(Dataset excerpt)

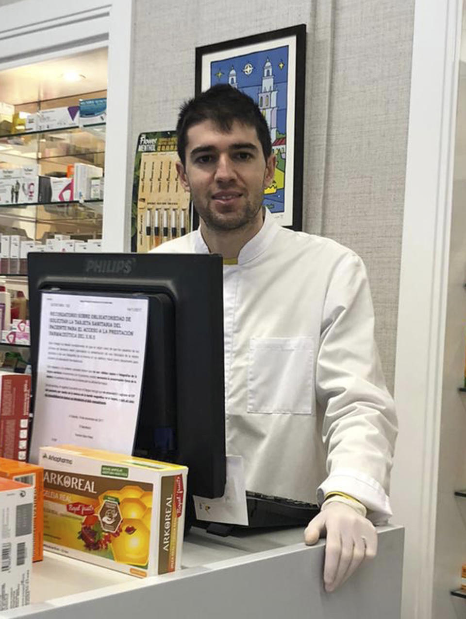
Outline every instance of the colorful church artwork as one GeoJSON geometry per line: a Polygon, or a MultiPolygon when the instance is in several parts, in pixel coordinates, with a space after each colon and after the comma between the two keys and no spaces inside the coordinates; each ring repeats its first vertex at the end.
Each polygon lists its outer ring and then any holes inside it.
{"type": "Polygon", "coordinates": [[[277,157],[275,176],[264,192],[271,213],[285,210],[288,47],[232,56],[210,63],[210,83],[229,84],[255,101],[268,125],[277,157]]]}
{"type": "Polygon", "coordinates": [[[196,48],[197,93],[229,84],[258,105],[276,157],[263,204],[295,230],[302,225],[305,62],[302,25],[196,48]]]}

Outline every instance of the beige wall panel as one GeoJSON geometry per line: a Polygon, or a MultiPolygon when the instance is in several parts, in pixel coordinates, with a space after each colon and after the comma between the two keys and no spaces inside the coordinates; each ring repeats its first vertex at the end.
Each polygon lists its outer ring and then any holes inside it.
{"type": "MultiPolygon", "coordinates": [[[[135,0],[131,134],[172,129],[195,48],[308,27],[303,227],[369,272],[383,365],[394,372],[413,0],[135,0]]],[[[128,166],[132,170],[133,155],[128,166]]],[[[127,189],[127,197],[130,188],[127,189]]]]}

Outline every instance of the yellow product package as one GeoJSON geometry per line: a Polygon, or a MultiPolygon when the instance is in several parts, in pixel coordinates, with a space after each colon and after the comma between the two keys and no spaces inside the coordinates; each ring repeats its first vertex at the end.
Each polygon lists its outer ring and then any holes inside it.
{"type": "Polygon", "coordinates": [[[143,577],[179,569],[187,468],[42,447],[44,548],[143,577]]]}

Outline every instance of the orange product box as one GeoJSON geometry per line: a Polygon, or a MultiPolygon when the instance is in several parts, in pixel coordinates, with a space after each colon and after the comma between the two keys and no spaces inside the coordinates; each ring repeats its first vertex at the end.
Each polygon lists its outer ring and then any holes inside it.
{"type": "Polygon", "coordinates": [[[0,457],[26,461],[31,377],[0,373],[0,457]]]}
{"type": "Polygon", "coordinates": [[[0,457],[0,477],[27,483],[34,488],[33,561],[44,558],[44,469],[37,464],[0,457]]]}
{"type": "Polygon", "coordinates": [[[44,547],[143,578],[181,567],[187,468],[83,447],[41,447],[44,547]]]}

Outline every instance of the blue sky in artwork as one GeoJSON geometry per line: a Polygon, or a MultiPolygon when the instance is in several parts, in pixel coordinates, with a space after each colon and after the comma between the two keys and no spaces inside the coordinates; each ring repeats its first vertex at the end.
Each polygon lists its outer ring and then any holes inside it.
{"type": "Polygon", "coordinates": [[[288,46],[274,48],[263,51],[224,58],[210,63],[210,83],[227,84],[232,66],[236,71],[238,87],[249,95],[256,103],[261,90],[263,68],[267,59],[272,63],[274,85],[277,96],[277,128],[286,133],[286,102],[288,86],[288,46]]]}

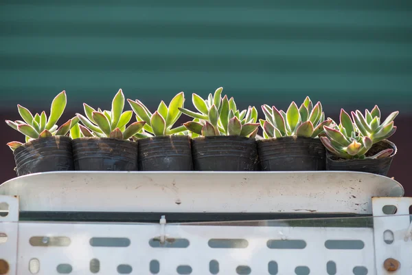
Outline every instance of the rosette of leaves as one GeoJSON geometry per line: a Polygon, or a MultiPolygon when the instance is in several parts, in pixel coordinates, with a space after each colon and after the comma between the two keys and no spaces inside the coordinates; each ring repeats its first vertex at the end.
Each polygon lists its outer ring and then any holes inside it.
{"type": "MultiPolygon", "coordinates": [[[[54,135],[65,135],[70,129],[78,122],[78,118],[73,118],[60,127],[56,124],[65,111],[66,102],[66,92],[63,91],[53,100],[49,118],[47,118],[46,112],[44,111],[41,114],[36,113],[33,116],[27,108],[18,104],[19,113],[20,113],[23,120],[16,120],[14,122],[5,120],[5,123],[14,130],[17,130],[25,135],[26,142],[37,138],[54,135]]],[[[11,142],[7,144],[12,151],[16,150],[23,143],[19,142],[11,142]]]]}
{"type": "Polygon", "coordinates": [[[293,102],[286,112],[277,110],[275,106],[262,105],[266,120],[260,120],[264,138],[288,136],[317,138],[323,132],[323,126],[329,126],[332,119],[325,120],[322,105],[318,102],[313,106],[306,97],[300,107],[293,102]]]}
{"type": "Polygon", "coordinates": [[[376,155],[366,157],[372,145],[386,140],[396,131],[393,120],[398,111],[391,113],[380,123],[380,111],[378,106],[365,116],[358,110],[352,111],[352,118],[343,109],[341,110],[340,124],[334,127],[325,126],[325,136],[321,141],[326,148],[343,159],[378,159],[390,156],[393,149],[387,148],[376,155]]]}
{"type": "Polygon", "coordinates": [[[168,107],[163,100],[161,101],[157,110],[153,113],[138,100],[128,99],[127,101],[136,114],[136,119],[146,122],[142,131],[135,135],[136,138],[181,134],[186,131],[184,126],[172,129],[182,114],[179,108],[182,108],[185,103],[185,95],[183,91],[172,99],[168,107]]]}
{"type": "Polygon", "coordinates": [[[73,128],[70,134],[72,138],[111,138],[118,140],[129,140],[144,126],[145,122],[136,122],[126,127],[130,121],[133,112],[123,112],[124,96],[122,89],[119,90],[112,101],[111,111],[95,110],[93,107],[83,104],[84,116],[76,113],[76,116],[83,125],[73,128]]]}
{"type": "Polygon", "coordinates": [[[193,94],[192,101],[198,113],[187,109],[179,109],[182,113],[194,118],[194,120],[183,125],[192,132],[192,137],[199,135],[240,135],[255,138],[259,129],[258,111],[254,107],[239,111],[233,98],[222,98],[223,88],[209,94],[207,100],[193,94]]]}

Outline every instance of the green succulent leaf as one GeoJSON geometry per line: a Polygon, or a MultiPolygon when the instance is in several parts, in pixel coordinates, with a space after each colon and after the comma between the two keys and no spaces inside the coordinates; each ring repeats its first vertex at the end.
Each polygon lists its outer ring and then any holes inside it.
{"type": "Polygon", "coordinates": [[[296,126],[300,121],[299,109],[297,108],[297,106],[295,102],[292,102],[289,106],[289,108],[288,108],[288,111],[286,111],[286,118],[290,131],[294,131],[296,126]]]}
{"type": "Polygon", "coordinates": [[[119,89],[112,101],[112,109],[111,111],[111,128],[113,129],[117,126],[119,120],[124,108],[124,95],[122,89],[119,89]]]}
{"type": "Polygon", "coordinates": [[[347,146],[349,144],[350,144],[350,142],[349,142],[349,140],[347,140],[346,137],[339,130],[332,129],[327,126],[323,126],[323,129],[325,130],[325,133],[329,138],[336,141],[339,144],[344,146],[347,146]]]}
{"type": "Polygon", "coordinates": [[[71,125],[71,120],[69,120],[67,122],[62,124],[57,129],[57,132],[56,132],[55,135],[66,135],[69,131],[70,131],[70,126],[71,125]]]}
{"type": "Polygon", "coordinates": [[[93,133],[89,130],[87,128],[84,126],[83,125],[79,124],[79,127],[80,128],[80,132],[85,138],[92,138],[93,133]]]}
{"type": "Polygon", "coordinates": [[[352,133],[355,130],[354,129],[354,124],[350,118],[350,116],[343,109],[341,109],[341,124],[346,130],[346,133],[352,135],[352,133]]]}
{"type": "Polygon", "coordinates": [[[166,127],[171,127],[181,115],[179,110],[181,108],[183,107],[184,103],[185,95],[183,91],[176,94],[172,99],[169,104],[169,107],[168,108],[168,116],[165,121],[166,127]]]}
{"type": "Polygon", "coordinates": [[[296,130],[296,135],[298,137],[310,138],[313,134],[314,129],[311,121],[303,122],[296,130]]]}
{"type": "Polygon", "coordinates": [[[203,125],[199,122],[190,121],[188,122],[183,123],[183,125],[190,131],[195,133],[198,135],[202,135],[202,128],[203,127],[203,125]]]}
{"type": "Polygon", "coordinates": [[[108,135],[108,138],[115,138],[117,140],[123,140],[123,133],[122,133],[122,131],[120,131],[119,128],[116,128],[110,133],[110,135],[108,135]]]}
{"type": "Polygon", "coordinates": [[[137,115],[143,121],[146,122],[148,126],[150,126],[150,117],[146,111],[146,108],[144,105],[142,103],[139,103],[130,99],[128,99],[127,101],[129,102],[129,104],[135,113],[136,113],[136,115],[137,115]]]}
{"type": "Polygon", "coordinates": [[[74,140],[75,138],[80,138],[81,137],[80,135],[80,126],[78,123],[76,123],[71,129],[70,129],[70,137],[74,140]]]}
{"type": "Polygon", "coordinates": [[[17,131],[31,138],[38,138],[38,133],[29,124],[20,124],[17,126],[17,131]]]}
{"type": "Polygon", "coordinates": [[[209,121],[215,127],[218,126],[218,121],[219,120],[219,113],[215,104],[214,104],[209,110],[209,121]]]}
{"type": "Polygon", "coordinates": [[[268,137],[273,138],[275,136],[275,126],[272,125],[268,121],[264,120],[262,129],[266,133],[268,137]]]}
{"type": "Polygon", "coordinates": [[[281,133],[282,135],[285,135],[286,133],[286,122],[284,117],[282,113],[277,111],[277,109],[273,106],[272,107],[272,112],[273,113],[273,119],[275,120],[274,126],[281,133]]]}
{"type": "Polygon", "coordinates": [[[299,113],[300,114],[301,120],[302,122],[308,120],[308,116],[309,116],[308,109],[306,109],[305,105],[304,105],[303,104],[299,108],[299,113]]]}
{"type": "Polygon", "coordinates": [[[52,102],[52,107],[50,108],[50,116],[46,124],[47,129],[50,130],[53,125],[57,122],[60,116],[62,116],[62,114],[66,108],[67,100],[65,91],[62,91],[54,98],[52,102]]]}
{"type": "Polygon", "coordinates": [[[378,119],[380,120],[380,110],[379,109],[378,105],[375,105],[374,109],[372,109],[372,111],[371,111],[371,116],[372,116],[372,118],[376,116],[378,119]]]}
{"type": "Polygon", "coordinates": [[[198,118],[201,120],[207,120],[209,119],[209,116],[205,116],[203,115],[201,113],[195,113],[193,112],[190,110],[187,110],[187,109],[185,108],[179,108],[179,111],[181,111],[182,113],[183,113],[185,115],[188,116],[191,118],[198,118]]]}
{"type": "Polygon", "coordinates": [[[216,135],[214,127],[207,121],[205,122],[205,125],[202,127],[202,135],[204,137],[216,135]]]}
{"type": "MultiPolygon", "coordinates": [[[[93,111],[91,113],[91,116],[94,121],[96,122],[96,124],[98,124],[100,130],[104,133],[104,135],[106,135],[106,136],[108,137],[110,135],[110,133],[111,133],[111,128],[110,126],[110,122],[108,121],[106,116],[104,116],[104,114],[102,113],[99,113],[98,111],[93,111]]],[[[87,126],[87,125],[85,126],[87,126]]],[[[91,129],[91,130],[93,131],[93,129],[91,129]]]]}
{"type": "Polygon", "coordinates": [[[22,145],[23,143],[19,142],[10,142],[7,144],[7,146],[8,146],[13,151],[22,145]]]}
{"type": "Polygon", "coordinates": [[[19,109],[19,113],[20,113],[20,116],[21,116],[21,118],[23,118],[23,120],[26,122],[26,124],[32,125],[34,118],[33,117],[33,115],[29,111],[29,109],[23,107],[20,104],[17,105],[17,109],[19,109]]]}
{"type": "Polygon", "coordinates": [[[165,135],[166,122],[157,111],[152,115],[150,124],[154,135],[165,135]]]}
{"type": "Polygon", "coordinates": [[[157,112],[160,116],[163,116],[164,119],[168,117],[168,106],[165,104],[165,102],[161,100],[159,107],[157,107],[157,112]]]}
{"type": "Polygon", "coordinates": [[[126,111],[124,112],[122,116],[120,116],[120,118],[119,119],[119,123],[117,123],[117,128],[122,129],[132,119],[132,116],[133,116],[133,112],[132,111],[126,111]]]}
{"type": "Polygon", "coordinates": [[[253,133],[259,127],[259,123],[247,123],[242,125],[240,135],[247,137],[253,133]]]}
{"type": "Polygon", "coordinates": [[[50,138],[52,137],[53,134],[47,129],[43,130],[39,135],[38,138],[50,138]]]}
{"type": "Polygon", "coordinates": [[[222,110],[220,111],[220,120],[222,124],[222,127],[225,130],[225,134],[227,133],[227,123],[229,122],[229,100],[225,95],[222,100],[222,110]]]}
{"type": "Polygon", "coordinates": [[[128,140],[132,138],[143,129],[145,124],[144,121],[138,121],[130,124],[123,132],[123,139],[128,140]]]}
{"type": "Polygon", "coordinates": [[[242,131],[242,124],[237,117],[233,117],[229,120],[227,132],[229,135],[239,135],[242,131]]]}
{"type": "Polygon", "coordinates": [[[216,89],[213,97],[213,104],[216,107],[216,109],[219,109],[220,107],[220,102],[222,101],[222,91],[223,91],[222,87],[216,89]]]}
{"type": "Polygon", "coordinates": [[[5,120],[5,123],[14,130],[17,130],[17,126],[19,125],[17,123],[13,122],[11,120],[5,120]]]}

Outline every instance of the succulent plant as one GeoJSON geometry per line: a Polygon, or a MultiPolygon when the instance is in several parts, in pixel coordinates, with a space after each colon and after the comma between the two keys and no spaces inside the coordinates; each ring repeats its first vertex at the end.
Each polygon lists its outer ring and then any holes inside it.
{"type": "Polygon", "coordinates": [[[138,100],[128,99],[127,101],[135,111],[136,119],[138,121],[146,122],[141,133],[135,135],[135,138],[144,138],[153,135],[170,135],[179,134],[186,131],[184,126],[172,129],[182,114],[179,109],[183,107],[185,103],[185,95],[183,91],[172,99],[169,107],[163,100],[161,101],[157,110],[153,113],[150,113],[149,109],[138,100]]]}
{"type": "Polygon", "coordinates": [[[249,107],[247,111],[240,111],[236,109],[233,98],[222,98],[223,88],[216,90],[214,95],[209,94],[207,100],[203,100],[193,94],[192,101],[200,113],[193,112],[184,108],[179,109],[182,113],[194,120],[183,125],[192,132],[195,138],[199,135],[240,135],[255,138],[259,129],[258,111],[254,107],[249,107]]]}
{"type": "MultiPolygon", "coordinates": [[[[14,130],[25,135],[26,142],[39,138],[65,135],[70,129],[78,122],[78,118],[75,117],[69,120],[60,127],[56,124],[66,108],[66,92],[63,91],[53,100],[50,108],[50,116],[48,119],[46,112],[44,111],[41,114],[36,113],[33,116],[27,109],[18,104],[19,113],[23,121],[5,120],[5,123],[14,130]]],[[[16,150],[23,143],[19,142],[11,142],[7,144],[12,151],[16,150]]]]}
{"type": "Polygon", "coordinates": [[[264,138],[297,136],[317,138],[323,132],[323,126],[329,126],[332,119],[325,120],[322,105],[318,102],[313,106],[306,97],[299,108],[293,102],[285,113],[275,106],[262,105],[266,120],[260,120],[264,138]]]}
{"type": "Polygon", "coordinates": [[[123,112],[124,96],[122,89],[113,100],[111,111],[102,111],[100,109],[96,111],[86,103],[83,103],[83,107],[86,117],[80,113],[76,114],[83,125],[79,124],[78,127],[71,131],[70,134],[73,139],[98,137],[129,140],[146,124],[145,122],[136,122],[126,127],[133,112],[123,112]]]}
{"type": "Polygon", "coordinates": [[[358,110],[351,113],[352,118],[342,109],[340,124],[334,127],[323,127],[325,136],[320,138],[329,151],[344,159],[378,159],[389,157],[393,153],[393,149],[387,148],[373,156],[365,155],[373,144],[395,133],[396,126],[393,126],[393,120],[398,111],[391,113],[382,124],[378,106],[371,111],[365,110],[365,116],[358,110]]]}

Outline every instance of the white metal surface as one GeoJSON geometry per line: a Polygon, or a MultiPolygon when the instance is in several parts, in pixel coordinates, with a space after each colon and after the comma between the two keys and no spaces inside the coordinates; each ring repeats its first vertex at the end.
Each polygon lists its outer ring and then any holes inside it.
{"type": "Polygon", "coordinates": [[[371,214],[396,181],[355,172],[52,172],[11,179],[0,195],[24,211],[371,214]]]}
{"type": "Polygon", "coordinates": [[[412,197],[372,199],[376,261],[376,274],[412,274],[412,239],[409,231],[412,221],[409,217],[409,208],[412,206],[412,197]],[[396,214],[387,215],[382,209],[385,206],[394,206],[396,214]],[[386,233],[385,233],[386,232],[386,233]],[[393,236],[393,241],[384,239],[384,234],[393,236]],[[397,272],[388,272],[383,265],[387,258],[393,258],[400,263],[397,272]]]}

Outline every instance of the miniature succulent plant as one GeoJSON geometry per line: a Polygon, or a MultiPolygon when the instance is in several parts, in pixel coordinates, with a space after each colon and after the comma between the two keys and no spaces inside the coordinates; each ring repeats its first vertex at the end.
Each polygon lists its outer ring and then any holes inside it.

**EXERCISE PROMPT:**
Repeat, with no changes, each line from the one with "Outline every instance of the white" to the end of the listing, including both ends and nothing else.

**OUTPUT FOR THIS TASK:**
Outline every instance of the white metal surface as one GeoJSON geometry per line: a Polygon, or a MultiPolygon when the instance is in several parts, in pixel coordinates, with a space after each colon and after the comma between the two keys and no spaces inside the coordinates; each ring repeats its first vertex at the end.
Each polygon lists its outer ring and then any holes inside it.
{"type": "Polygon", "coordinates": [[[371,214],[396,181],[355,172],[52,172],[11,179],[0,195],[24,211],[371,214]]]}
{"type": "Polygon", "coordinates": [[[412,197],[372,199],[376,261],[376,274],[412,274],[412,239],[409,231],[412,221],[409,217],[409,208],[412,206],[412,197]],[[396,214],[387,215],[382,209],[385,206],[394,206],[396,214]],[[386,233],[385,233],[386,232],[386,233]],[[393,236],[393,241],[384,239],[384,234],[393,236]],[[397,272],[388,272],[383,265],[387,258],[393,258],[400,263],[397,272]]]}

Outline every instance of the miniature succulent plant as one GeoJSON geometry per line: a Polygon, or a MultiPolygon when the instance is in several parts, in pixel coordinates, with a space after each colon and after the comma between the two keys and no spaces inside the coordinates; each ring repeats its first vertex at the end.
Each polygon lists its outer ring and then any holes inside it.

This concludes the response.